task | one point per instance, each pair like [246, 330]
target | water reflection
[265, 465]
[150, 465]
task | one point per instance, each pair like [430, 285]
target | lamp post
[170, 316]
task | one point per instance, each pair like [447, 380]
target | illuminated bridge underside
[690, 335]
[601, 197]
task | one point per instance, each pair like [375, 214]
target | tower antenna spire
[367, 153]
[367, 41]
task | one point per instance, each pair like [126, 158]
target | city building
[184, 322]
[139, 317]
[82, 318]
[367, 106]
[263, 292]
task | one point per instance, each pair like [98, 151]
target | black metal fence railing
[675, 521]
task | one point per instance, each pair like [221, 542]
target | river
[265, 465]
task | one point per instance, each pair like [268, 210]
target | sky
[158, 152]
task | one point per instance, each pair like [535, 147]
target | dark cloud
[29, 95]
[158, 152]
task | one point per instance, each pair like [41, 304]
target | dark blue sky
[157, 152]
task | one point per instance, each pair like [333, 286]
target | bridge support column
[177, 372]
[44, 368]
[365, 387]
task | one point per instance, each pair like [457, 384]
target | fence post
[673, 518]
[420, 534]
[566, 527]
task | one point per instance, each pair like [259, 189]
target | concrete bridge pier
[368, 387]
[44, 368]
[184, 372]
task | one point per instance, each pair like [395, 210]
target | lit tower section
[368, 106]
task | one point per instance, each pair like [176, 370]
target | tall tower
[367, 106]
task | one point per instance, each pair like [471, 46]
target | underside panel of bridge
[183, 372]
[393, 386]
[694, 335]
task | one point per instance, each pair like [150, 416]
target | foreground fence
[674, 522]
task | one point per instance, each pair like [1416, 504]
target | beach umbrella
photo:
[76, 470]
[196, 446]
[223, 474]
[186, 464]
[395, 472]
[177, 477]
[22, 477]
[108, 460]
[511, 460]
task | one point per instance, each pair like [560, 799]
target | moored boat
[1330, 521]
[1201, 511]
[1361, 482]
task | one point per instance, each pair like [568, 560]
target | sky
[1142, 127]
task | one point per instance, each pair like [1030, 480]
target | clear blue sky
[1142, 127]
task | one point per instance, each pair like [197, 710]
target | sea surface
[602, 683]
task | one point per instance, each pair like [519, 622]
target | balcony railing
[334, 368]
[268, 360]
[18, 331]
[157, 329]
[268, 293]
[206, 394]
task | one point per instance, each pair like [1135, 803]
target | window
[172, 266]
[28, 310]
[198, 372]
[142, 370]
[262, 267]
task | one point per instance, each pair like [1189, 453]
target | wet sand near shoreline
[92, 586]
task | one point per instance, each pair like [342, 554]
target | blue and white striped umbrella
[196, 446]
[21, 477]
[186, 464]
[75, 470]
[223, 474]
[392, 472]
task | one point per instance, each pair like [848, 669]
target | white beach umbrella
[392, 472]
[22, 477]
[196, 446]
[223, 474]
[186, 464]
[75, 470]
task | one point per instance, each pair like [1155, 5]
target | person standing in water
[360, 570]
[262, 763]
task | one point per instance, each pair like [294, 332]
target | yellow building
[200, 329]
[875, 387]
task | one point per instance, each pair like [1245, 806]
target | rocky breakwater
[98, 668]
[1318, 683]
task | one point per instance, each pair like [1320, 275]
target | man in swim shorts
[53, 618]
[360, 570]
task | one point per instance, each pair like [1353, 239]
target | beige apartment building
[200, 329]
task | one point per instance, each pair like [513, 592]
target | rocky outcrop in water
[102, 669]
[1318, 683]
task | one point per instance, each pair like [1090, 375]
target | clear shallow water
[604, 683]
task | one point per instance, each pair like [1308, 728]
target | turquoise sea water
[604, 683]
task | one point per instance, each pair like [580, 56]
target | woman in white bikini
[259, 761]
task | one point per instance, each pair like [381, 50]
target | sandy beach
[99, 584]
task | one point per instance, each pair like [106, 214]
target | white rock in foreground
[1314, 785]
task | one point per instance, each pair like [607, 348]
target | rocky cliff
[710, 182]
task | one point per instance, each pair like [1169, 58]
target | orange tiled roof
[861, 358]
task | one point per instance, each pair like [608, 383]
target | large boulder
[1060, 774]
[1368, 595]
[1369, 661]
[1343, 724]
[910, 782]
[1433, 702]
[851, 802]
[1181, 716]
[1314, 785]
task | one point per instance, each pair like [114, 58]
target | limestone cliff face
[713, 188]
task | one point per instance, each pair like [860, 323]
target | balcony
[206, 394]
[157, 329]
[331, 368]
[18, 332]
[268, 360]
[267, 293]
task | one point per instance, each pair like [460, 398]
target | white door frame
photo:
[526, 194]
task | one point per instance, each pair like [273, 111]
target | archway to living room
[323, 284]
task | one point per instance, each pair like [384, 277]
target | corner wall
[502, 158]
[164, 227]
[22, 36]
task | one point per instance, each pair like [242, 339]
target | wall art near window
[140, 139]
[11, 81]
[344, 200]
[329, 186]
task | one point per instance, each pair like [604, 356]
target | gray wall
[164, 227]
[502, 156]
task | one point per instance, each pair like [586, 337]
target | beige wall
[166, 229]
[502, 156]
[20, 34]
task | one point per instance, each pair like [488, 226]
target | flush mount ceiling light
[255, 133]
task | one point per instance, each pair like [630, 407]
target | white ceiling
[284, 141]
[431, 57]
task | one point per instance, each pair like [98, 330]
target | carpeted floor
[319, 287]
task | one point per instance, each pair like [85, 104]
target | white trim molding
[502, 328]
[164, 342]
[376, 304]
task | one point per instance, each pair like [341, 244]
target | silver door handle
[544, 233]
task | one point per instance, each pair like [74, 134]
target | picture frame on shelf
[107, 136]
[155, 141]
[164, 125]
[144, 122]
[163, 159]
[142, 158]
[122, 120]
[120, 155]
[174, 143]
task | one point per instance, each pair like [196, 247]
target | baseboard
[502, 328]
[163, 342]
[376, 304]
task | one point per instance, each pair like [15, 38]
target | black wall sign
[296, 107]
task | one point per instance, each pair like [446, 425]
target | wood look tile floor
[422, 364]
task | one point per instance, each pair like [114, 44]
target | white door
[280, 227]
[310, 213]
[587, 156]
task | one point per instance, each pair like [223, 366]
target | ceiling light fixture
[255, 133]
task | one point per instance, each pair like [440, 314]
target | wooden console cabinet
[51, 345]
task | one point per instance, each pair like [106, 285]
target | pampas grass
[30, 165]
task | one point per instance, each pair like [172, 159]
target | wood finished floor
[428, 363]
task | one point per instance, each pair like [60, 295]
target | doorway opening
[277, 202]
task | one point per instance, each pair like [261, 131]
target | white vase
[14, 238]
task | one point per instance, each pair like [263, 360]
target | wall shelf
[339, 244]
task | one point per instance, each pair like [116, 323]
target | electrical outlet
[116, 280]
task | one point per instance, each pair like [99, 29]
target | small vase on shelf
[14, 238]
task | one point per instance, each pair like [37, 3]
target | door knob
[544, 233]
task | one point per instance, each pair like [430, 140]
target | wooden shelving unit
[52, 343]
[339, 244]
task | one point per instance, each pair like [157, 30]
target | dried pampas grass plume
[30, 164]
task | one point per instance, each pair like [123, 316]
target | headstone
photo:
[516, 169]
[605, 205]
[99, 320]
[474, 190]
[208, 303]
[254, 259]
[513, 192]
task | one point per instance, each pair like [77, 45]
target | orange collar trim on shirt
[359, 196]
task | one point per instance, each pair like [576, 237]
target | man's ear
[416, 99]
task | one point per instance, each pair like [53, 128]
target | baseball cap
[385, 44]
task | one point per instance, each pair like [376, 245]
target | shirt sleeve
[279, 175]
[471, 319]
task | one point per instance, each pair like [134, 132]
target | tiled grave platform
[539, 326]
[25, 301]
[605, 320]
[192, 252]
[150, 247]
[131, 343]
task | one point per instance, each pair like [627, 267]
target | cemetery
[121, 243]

● ● ● ●

TASK TO COMPLETE => Copy every entry above word for word, in the same order.

REPLY =>
task | one point per instance, each pair like [246, 330]
target | water reflection
[265, 465]
[150, 465]
task | one point per instance, each pair like [430, 285]
target | lamp post
[170, 316]
task | one point per instance, each pair like [447, 380]
target | illuminated bridge underside
[690, 335]
[601, 197]
task | one point per instance, each pair like [375, 214]
target | tower antenna spire
[367, 153]
[367, 41]
task | one point per instance, each pair like [126, 158]
target | city building
[184, 322]
[139, 317]
[82, 318]
[367, 106]
[263, 292]
task | one point per instance, each pair like [98, 151]
target | black metal fence railing
[675, 521]
task | one point per instance, each pair like [221, 542]
target | river
[265, 465]
task | one point per instance, each pair like [268, 210]
target | sky
[158, 152]
task | one point per instance, each pair like [535, 147]
target | dark cloud
[29, 95]
[158, 152]
task | one point per instance, each pair like [41, 304]
target | dark blue sky
[157, 152]
task | one point per instance, each pair like [333, 286]
target | bridge support column
[177, 372]
[44, 368]
[365, 387]
task | one point per instance, each pair like [457, 384]
target | fence post
[673, 518]
[420, 534]
[566, 527]
task | one point per instance, each pair like [259, 189]
target | concrete bridge pier
[368, 387]
[44, 368]
[184, 372]
task | one point per instance, each pair like [395, 210]
target | lit tower section
[368, 106]
task | one point per instance, each pair like [176, 370]
target | tall tower
[367, 106]
task | one point per instance, each pair like [471, 46]
target | underside panel of bridge
[183, 372]
[393, 386]
[694, 335]
task | one point per instance, each pair like [150, 416]
target | foreground fence
[674, 522]
task | one point per instance, each pair like [1416, 504]
target | beach umbrella
photo:
[76, 470]
[196, 446]
[223, 474]
[186, 464]
[395, 472]
[177, 477]
[22, 477]
[108, 460]
[511, 460]
task | one point per instance, each pair like [560, 799]
target | moored boat
[1330, 521]
[1201, 511]
[1361, 482]
task | one point per instance, each pair like [568, 560]
target | sky
[1142, 127]
task | one point per instance, each pair like [1030, 480]
target | clear blue sky
[1142, 127]
task | one point per instance, each pair like [197, 710]
target | sea surface
[602, 683]
task | one point per instance, each pair like [519, 622]
target | balcony railing
[334, 368]
[268, 360]
[18, 331]
[157, 329]
[268, 293]
[206, 394]
task | one point per instance, each pair like [1135, 803]
target | window
[172, 266]
[28, 310]
[198, 372]
[142, 370]
[262, 267]
task | one point per instance, each pair like [1189, 453]
target | wet sand near shoreline
[92, 586]
task | one point per instance, each pair like [342, 554]
target | blue and white striped umbrella
[196, 446]
[21, 477]
[186, 464]
[75, 470]
[223, 474]
[392, 472]
task | one point per instance, each pair like [848, 669]
target | white beach umbrella
[392, 472]
[22, 477]
[196, 446]
[223, 474]
[186, 464]
[75, 470]
task | one point per instance, each pair like [1155, 5]
target | person standing in water
[360, 570]
[262, 763]
task | one point per instance, each pair like [294, 332]
target | yellow building
[200, 329]
[875, 387]
task | one point per instance, each pair like [1245, 806]
target | rocky breakwater
[98, 668]
[1318, 683]
task | one point per instance, each pair like [1320, 275]
target | man in swim shorts
[53, 618]
[360, 570]
task | one point per instance, each pair like [1353, 239]
target | beige apartment building
[200, 329]
task | one point per instance, each pair like [513, 592]
target | rocky outcrop in water
[102, 669]
[1318, 683]
task | one point per instance, each pair like [1090, 375]
target | clear shallow water
[604, 683]
task | one point per instance, each pair like [1308, 728]
target | turquoise sea water
[604, 683]
task | one point per instance, each pair like [580, 56]
target | woman in white bikini
[259, 761]
task | one point per instance, each pair like [381, 50]
target | sandy beach
[99, 584]
task | one point per instance, each pair like [106, 214]
target | white rock in foreground
[1314, 785]
task | one point per instance, each pair like [607, 348]
target | rocky cliff
[710, 182]
task | one point per instance, each pair like [1169, 58]
target | orange tiled roof
[861, 358]
task | one point per instance, each pair like [608, 383]
target | large boulder
[1060, 774]
[1368, 595]
[1369, 661]
[1343, 724]
[910, 782]
[1433, 702]
[851, 802]
[1181, 716]
[1314, 785]
task | one point per instance, each pair like [114, 58]
target | limestone cliff face
[713, 188]
task | one point per instance, each pair like [860, 323]
target | balcony
[206, 394]
[157, 329]
[331, 368]
[18, 332]
[268, 360]
[267, 293]
task | one point per instance, each pair like [460, 398]
target | white door frame
photo:
[526, 194]
task | one point per instance, each pair like [273, 111]
target | archway to living room
[323, 284]
task | one point per instance, each pair like [384, 277]
target | corner wall
[502, 158]
[164, 227]
[22, 36]
task | one point per instance, each pair like [242, 339]
target | wall art near window
[140, 139]
[11, 81]
[344, 200]
[329, 186]
task | one point per instance, each pair like [604, 356]
target | gray wall
[164, 227]
[502, 156]
task | one point per instance, each pair like [586, 337]
target | beige wall
[166, 229]
[502, 156]
[20, 34]
task | one point per instance, each pair like [488, 226]
target | flush mount ceiling light
[255, 133]
task | one point per instance, each pair like [630, 407]
target | white ceiling
[284, 141]
[431, 57]
task | one point per instance, each pair like [98, 330]
target | carpeted floor
[319, 287]
task | one point per instance, each pair like [85, 104]
target | white trim molding
[502, 328]
[164, 342]
[376, 304]
task | one point per instance, each pair like [341, 244]
target | silver door handle
[544, 233]
task | one point per instance, each pair like [74, 134]
target | picture frame on shelf
[107, 136]
[155, 141]
[164, 125]
[144, 122]
[163, 159]
[142, 158]
[122, 120]
[120, 155]
[174, 143]
task | one point per instance, each pair like [196, 247]
target | baseboard
[502, 328]
[163, 342]
[376, 304]
task | one point per instance, each pair like [15, 38]
target | black wall sign
[296, 107]
task | one point per instance, each pair like [446, 425]
target | wood look tile floor
[422, 364]
task | one point per instance, each pair like [114, 44]
target | white door
[280, 227]
[310, 213]
[587, 156]
task | one point per instance, each pair like [223, 366]
target | ceiling light fixture
[255, 133]
task | one point per instance, each pair like [440, 314]
target | wooden console cabinet
[51, 345]
task | one point per instance, each pair like [106, 285]
target | pampas grass
[30, 165]
task | one point per instance, each pair like [172, 159]
target | wood finished floor
[428, 363]
task | one point per instance, each pair like [60, 295]
target | doorway opening
[277, 202]
task | one point per instance, each pair like [261, 131]
target | white vase
[14, 238]
task | one point per instance, each pair like [263, 360]
target | wall shelf
[339, 244]
task | one point per instance, each pair like [116, 323]
target | electrical outlet
[116, 280]
task | one point per instance, each pair like [99, 29]
target | small vase on shelf
[14, 238]
task | one point per instance, each pair like [37, 3]
target | door knob
[544, 233]
task | one point per instance, each pair like [430, 140]
target | wooden shelving unit
[52, 343]
[339, 244]
task | one point per instance, each pair like [157, 30]
target | dried pampas grass plume
[30, 164]
task | one point per instance, each pair like [123, 316]
target | headstone
photo:
[516, 169]
[605, 205]
[99, 320]
[474, 190]
[208, 303]
[254, 259]
[513, 192]
task | one point per instance, each pair like [77, 45]
target | orange collar trim on shirt
[359, 196]
task | one point per instance, each pair like [576, 237]
target | man's ear
[416, 99]
task | one point per instance, each pair like [53, 128]
target | baseball cap
[385, 44]
task | one point per instance, each pair like [376, 245]
target | shirt sleeve
[279, 175]
[471, 319]
task | one point per instance, each pair like [134, 132]
target | tiled grave platform
[539, 326]
[25, 301]
[605, 320]
[192, 252]
[150, 247]
[131, 343]
task | one point per instance, each pair like [627, 267]
target | cemetery
[121, 243]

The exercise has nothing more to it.